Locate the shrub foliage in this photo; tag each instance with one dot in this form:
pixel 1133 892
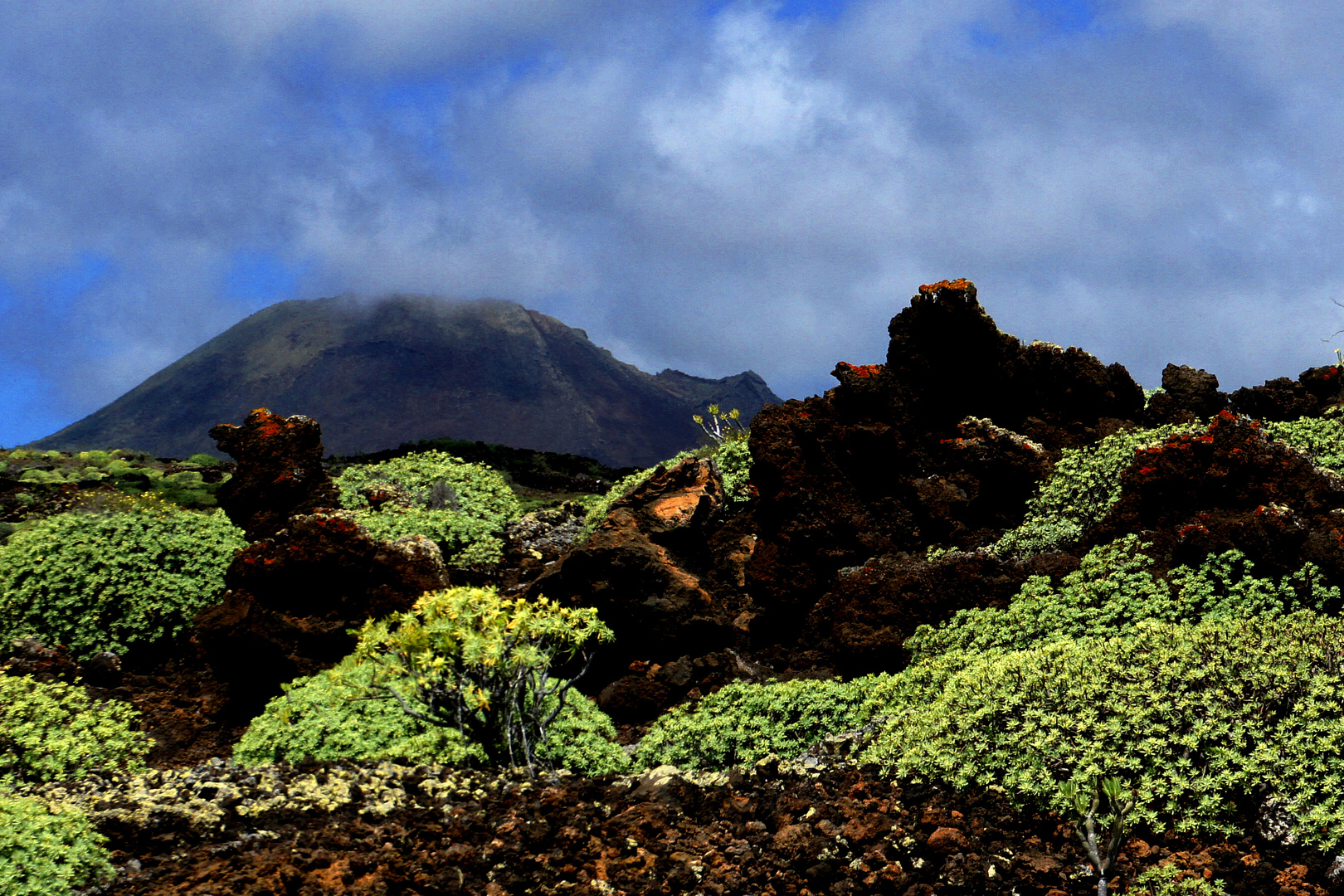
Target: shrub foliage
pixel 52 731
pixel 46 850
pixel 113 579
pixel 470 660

---

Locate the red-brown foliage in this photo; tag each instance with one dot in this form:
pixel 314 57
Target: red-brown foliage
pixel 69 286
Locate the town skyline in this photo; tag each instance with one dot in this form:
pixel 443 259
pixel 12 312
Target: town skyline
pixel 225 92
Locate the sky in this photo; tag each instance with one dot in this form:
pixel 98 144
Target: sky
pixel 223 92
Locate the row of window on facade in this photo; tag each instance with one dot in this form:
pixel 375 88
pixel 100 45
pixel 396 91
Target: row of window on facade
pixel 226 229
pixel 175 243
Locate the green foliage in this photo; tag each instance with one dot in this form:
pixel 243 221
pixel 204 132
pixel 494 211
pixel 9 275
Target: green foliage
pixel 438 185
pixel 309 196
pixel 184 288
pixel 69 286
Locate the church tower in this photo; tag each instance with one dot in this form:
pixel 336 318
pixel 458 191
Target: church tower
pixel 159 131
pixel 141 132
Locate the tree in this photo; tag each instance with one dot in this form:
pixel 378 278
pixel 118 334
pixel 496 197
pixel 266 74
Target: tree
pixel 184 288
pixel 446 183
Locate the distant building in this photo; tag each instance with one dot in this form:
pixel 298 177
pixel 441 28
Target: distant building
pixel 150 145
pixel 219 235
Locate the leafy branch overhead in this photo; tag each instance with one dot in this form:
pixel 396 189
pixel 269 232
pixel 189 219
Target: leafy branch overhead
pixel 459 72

--

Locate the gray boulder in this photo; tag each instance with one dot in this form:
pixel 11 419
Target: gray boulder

* **ACTIVITY**: Write out each line above with the word "gray".

* **ANSWER TO THE EXERCISE**:
Locate the gray boulder in this photo; tag each instance with one dot in this form:
Target: gray boulder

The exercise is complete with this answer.